WHAT IS BEING ASKED
Reproduce the rows character for character, starting at the first line of the rows and ending at the line that contains "327 131 L 319", with both of those lines included.

DATA PROVIDED
-.-.-

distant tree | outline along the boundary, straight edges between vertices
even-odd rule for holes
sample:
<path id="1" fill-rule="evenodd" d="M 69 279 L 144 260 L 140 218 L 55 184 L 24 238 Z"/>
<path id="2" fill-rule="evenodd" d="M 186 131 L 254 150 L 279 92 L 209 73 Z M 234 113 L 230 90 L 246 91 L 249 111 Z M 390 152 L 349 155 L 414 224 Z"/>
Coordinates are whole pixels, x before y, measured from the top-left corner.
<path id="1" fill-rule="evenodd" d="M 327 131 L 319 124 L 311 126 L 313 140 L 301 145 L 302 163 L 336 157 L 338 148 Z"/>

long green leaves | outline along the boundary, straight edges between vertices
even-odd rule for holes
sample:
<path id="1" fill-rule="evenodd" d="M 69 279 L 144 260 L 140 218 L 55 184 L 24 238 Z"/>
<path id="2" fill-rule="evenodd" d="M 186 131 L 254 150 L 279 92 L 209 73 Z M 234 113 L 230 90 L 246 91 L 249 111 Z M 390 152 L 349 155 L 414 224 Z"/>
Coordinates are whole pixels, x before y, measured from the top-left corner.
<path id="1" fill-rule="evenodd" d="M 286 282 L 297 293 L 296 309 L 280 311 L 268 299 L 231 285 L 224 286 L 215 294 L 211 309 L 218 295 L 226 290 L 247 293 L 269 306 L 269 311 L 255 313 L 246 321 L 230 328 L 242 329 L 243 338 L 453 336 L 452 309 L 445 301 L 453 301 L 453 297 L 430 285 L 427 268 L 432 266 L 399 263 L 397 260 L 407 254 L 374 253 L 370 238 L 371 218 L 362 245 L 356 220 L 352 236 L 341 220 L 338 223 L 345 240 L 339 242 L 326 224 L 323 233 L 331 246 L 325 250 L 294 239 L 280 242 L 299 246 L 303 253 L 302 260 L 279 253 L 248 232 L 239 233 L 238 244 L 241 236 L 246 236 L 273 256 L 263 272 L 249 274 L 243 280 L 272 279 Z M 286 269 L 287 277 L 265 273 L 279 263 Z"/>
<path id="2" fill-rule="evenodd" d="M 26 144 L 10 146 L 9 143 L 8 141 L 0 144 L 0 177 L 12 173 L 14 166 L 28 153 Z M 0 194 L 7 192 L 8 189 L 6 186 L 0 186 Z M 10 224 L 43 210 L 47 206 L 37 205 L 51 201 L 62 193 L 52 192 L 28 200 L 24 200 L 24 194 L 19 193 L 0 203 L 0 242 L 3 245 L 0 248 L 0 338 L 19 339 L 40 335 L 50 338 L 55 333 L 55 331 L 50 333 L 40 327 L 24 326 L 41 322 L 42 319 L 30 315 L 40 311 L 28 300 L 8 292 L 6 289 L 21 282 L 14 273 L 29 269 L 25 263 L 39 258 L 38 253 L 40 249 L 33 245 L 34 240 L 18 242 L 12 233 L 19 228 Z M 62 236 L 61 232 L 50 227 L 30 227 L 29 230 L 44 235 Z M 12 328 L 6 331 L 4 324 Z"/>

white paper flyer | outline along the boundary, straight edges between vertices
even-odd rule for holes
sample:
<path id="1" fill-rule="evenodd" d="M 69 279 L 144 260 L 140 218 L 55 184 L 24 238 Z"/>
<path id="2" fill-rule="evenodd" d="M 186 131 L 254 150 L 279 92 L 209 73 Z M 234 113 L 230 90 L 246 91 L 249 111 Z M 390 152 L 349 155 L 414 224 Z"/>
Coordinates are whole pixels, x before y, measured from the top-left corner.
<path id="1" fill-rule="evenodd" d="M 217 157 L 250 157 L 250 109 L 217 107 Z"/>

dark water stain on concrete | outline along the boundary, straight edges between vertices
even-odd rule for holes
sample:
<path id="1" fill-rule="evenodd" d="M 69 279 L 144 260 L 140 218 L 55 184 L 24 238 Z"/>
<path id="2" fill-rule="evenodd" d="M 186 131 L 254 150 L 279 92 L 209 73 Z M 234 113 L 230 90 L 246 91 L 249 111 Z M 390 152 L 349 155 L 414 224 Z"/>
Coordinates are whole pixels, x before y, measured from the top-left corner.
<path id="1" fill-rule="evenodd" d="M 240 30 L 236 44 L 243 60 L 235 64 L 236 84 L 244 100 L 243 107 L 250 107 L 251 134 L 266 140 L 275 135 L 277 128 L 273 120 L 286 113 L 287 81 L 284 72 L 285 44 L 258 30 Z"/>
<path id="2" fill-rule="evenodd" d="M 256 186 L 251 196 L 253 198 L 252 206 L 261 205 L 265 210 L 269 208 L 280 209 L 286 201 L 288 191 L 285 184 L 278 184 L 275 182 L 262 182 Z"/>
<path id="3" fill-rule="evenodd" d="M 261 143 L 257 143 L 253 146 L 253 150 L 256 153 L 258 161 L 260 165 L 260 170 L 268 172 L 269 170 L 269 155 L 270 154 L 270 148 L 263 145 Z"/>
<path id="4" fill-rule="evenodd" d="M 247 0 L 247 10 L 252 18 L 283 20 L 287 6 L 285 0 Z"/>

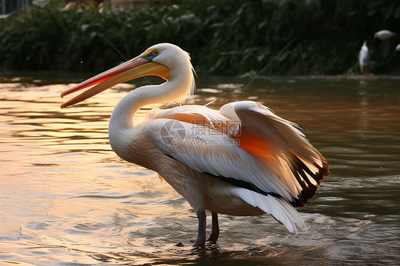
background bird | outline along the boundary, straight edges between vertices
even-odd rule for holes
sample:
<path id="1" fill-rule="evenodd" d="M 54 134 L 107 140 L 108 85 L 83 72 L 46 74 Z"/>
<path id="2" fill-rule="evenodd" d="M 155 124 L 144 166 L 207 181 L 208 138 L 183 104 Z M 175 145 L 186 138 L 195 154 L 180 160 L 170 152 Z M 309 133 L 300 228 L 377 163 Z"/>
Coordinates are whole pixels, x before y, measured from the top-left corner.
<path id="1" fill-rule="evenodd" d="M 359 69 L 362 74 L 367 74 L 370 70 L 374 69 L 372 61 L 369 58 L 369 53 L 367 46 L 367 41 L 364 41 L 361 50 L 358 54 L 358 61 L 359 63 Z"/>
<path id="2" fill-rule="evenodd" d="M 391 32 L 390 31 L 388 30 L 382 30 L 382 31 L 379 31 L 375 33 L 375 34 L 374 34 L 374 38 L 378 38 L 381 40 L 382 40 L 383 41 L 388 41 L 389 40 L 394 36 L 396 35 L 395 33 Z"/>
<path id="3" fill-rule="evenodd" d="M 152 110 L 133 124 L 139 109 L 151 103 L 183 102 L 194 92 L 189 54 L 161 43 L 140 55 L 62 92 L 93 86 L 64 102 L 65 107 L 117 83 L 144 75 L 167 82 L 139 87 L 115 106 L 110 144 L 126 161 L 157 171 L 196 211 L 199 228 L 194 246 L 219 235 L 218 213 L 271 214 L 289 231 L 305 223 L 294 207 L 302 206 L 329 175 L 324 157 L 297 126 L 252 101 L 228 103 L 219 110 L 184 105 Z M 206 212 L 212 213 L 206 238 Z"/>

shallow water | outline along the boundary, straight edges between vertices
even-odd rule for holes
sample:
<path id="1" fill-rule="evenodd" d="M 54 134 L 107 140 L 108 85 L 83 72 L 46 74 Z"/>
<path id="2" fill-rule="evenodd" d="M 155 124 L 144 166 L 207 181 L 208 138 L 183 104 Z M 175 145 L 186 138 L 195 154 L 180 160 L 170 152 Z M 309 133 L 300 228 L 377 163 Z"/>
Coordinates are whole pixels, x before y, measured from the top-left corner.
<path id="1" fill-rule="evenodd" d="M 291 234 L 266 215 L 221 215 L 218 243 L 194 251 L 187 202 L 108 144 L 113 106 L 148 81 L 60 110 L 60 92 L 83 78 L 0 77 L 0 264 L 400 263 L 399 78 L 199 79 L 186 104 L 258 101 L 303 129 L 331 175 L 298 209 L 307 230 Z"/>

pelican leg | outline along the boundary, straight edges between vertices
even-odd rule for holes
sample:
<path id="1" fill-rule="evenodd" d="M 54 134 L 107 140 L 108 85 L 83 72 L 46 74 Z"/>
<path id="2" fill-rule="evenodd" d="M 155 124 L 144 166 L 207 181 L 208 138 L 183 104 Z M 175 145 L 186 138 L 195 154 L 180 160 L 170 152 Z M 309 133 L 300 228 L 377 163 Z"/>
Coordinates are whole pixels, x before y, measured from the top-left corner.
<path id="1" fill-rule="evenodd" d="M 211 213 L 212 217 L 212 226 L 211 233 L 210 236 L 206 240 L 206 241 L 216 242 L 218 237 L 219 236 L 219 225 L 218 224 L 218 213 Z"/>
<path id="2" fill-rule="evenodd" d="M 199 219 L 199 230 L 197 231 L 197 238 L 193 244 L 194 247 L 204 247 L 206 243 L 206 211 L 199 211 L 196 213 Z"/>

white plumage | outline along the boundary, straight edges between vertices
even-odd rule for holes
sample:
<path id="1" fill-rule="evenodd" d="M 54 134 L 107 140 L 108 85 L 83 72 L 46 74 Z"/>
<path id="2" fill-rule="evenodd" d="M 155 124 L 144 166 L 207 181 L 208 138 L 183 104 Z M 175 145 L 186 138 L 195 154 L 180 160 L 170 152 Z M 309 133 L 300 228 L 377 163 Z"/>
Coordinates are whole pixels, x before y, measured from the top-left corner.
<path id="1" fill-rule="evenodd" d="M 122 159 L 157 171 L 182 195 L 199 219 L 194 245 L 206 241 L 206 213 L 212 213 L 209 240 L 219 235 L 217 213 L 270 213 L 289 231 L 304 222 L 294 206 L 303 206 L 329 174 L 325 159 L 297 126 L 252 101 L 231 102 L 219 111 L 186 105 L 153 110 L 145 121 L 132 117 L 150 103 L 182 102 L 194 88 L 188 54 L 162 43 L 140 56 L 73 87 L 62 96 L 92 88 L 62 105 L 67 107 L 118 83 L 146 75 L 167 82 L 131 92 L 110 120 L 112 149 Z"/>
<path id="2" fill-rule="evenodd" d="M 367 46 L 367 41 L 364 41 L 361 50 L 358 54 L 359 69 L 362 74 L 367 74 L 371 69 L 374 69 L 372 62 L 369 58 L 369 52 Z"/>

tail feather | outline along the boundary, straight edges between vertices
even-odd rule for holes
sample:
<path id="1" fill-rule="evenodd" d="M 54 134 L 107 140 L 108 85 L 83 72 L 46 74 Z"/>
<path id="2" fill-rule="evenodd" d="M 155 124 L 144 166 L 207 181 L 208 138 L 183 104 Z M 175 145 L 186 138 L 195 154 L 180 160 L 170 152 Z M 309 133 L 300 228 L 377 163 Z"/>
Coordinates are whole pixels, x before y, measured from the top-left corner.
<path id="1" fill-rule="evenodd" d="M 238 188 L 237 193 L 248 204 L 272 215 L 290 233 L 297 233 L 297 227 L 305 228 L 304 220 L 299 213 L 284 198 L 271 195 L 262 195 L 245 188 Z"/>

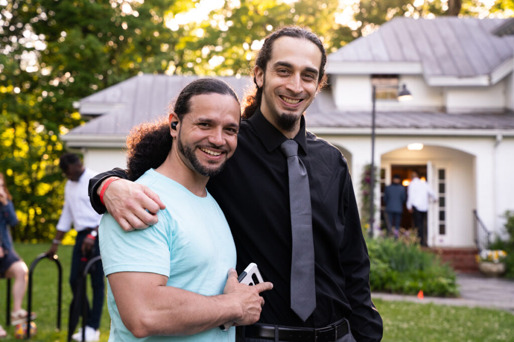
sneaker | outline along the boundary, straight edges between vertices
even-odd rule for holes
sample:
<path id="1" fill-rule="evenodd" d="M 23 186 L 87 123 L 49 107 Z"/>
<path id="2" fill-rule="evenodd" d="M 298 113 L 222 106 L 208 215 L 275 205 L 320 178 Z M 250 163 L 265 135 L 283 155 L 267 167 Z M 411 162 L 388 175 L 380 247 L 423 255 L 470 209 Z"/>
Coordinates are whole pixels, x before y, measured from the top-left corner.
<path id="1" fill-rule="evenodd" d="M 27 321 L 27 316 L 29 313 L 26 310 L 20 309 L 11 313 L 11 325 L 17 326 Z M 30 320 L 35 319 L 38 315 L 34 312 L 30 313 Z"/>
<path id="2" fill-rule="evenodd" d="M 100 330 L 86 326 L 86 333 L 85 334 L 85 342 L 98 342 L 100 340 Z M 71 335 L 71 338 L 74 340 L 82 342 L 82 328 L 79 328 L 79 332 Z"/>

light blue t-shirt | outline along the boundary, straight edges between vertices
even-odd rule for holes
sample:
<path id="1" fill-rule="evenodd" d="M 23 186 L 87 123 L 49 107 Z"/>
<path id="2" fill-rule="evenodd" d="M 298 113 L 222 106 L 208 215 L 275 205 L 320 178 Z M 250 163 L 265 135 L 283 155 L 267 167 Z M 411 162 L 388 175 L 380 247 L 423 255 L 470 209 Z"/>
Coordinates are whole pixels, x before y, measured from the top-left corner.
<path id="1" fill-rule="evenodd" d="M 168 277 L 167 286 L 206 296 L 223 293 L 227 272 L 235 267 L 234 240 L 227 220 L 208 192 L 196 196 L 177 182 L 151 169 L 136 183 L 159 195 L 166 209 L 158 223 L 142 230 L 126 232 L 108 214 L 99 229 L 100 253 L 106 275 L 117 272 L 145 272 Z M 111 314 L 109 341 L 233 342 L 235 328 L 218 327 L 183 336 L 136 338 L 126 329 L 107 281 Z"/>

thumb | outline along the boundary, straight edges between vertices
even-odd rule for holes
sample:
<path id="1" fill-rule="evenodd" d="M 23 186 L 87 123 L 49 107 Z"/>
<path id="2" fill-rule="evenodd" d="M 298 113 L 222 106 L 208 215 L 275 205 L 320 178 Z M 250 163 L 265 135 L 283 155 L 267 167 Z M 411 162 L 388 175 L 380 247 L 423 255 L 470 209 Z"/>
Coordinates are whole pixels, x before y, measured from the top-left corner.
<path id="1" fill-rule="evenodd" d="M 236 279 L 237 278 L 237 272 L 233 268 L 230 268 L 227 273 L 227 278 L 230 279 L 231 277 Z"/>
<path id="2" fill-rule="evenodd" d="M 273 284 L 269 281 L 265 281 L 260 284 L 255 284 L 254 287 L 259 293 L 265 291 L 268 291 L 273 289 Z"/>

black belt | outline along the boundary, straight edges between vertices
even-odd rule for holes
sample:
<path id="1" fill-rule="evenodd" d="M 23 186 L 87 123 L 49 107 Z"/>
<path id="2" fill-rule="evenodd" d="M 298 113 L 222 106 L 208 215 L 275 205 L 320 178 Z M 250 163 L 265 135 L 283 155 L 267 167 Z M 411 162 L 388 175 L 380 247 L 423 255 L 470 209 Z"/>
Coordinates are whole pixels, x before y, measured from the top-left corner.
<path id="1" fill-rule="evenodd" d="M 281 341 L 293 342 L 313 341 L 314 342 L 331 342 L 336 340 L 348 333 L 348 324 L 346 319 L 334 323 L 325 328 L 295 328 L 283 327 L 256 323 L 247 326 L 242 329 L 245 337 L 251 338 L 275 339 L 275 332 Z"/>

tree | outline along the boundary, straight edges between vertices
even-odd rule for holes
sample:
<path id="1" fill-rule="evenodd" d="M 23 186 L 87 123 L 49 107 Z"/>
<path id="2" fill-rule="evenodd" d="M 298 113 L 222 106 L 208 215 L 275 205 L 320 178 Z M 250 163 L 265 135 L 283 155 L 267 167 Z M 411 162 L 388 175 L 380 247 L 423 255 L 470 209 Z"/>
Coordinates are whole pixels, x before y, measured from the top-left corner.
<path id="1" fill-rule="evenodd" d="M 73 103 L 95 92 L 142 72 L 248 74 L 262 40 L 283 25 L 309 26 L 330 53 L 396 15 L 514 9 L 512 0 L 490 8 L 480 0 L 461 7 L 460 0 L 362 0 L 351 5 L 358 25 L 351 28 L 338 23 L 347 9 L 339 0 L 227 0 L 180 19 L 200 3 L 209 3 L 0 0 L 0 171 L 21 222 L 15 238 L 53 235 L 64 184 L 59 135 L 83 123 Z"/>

-.-.-

WRITTEN RESPONSE
distant tree | outline along the boundary, straight edges between vertices
even-odd rule for holes
sample:
<path id="1" fill-rule="evenodd" d="M 69 279 L 144 260 L 140 218 L 55 184 L 24 238 Z"/>
<path id="2" fill-rule="evenodd" d="M 186 131 L 254 150 L 279 92 L 209 73 Z M 234 113 L 230 90 L 246 91 L 249 111 Z M 390 152 L 349 155 L 414 224 Z"/>
Coordinates are whole pixels, x before y, measured from the top-left corner.
<path id="1" fill-rule="evenodd" d="M 327 131 L 319 124 L 311 126 L 313 140 L 301 145 L 302 163 L 336 157 L 338 148 Z"/>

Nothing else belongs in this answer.